-- BEGIN RECORDED DATA --

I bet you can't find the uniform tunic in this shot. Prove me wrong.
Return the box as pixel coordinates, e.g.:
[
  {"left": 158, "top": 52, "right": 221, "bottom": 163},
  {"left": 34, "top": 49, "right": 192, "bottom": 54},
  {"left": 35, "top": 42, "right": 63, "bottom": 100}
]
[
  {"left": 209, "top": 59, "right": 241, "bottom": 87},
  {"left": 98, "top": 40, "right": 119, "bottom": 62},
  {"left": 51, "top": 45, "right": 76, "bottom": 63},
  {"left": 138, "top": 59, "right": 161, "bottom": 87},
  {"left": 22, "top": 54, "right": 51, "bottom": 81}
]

-- END RECORDED DATA --

GIVEN EXERCISE :: Extract every line of the material above and reproduce each one word for word, with nothing changed.

RESPONSE TO THE EXERCISE ::
I bet you can't find the uniform tunic in this shot. Prove me wrong.
Return the box as pixel coordinates, e.g.:
[
  {"left": 158, "top": 52, "right": 221, "bottom": 163},
  {"left": 34, "top": 49, "right": 192, "bottom": 54},
  {"left": 35, "top": 42, "right": 63, "bottom": 100}
]
[
  {"left": 209, "top": 59, "right": 241, "bottom": 87},
  {"left": 98, "top": 40, "right": 119, "bottom": 62},
  {"left": 51, "top": 45, "right": 76, "bottom": 63},
  {"left": 138, "top": 59, "right": 161, "bottom": 87},
  {"left": 22, "top": 54, "right": 51, "bottom": 81}
]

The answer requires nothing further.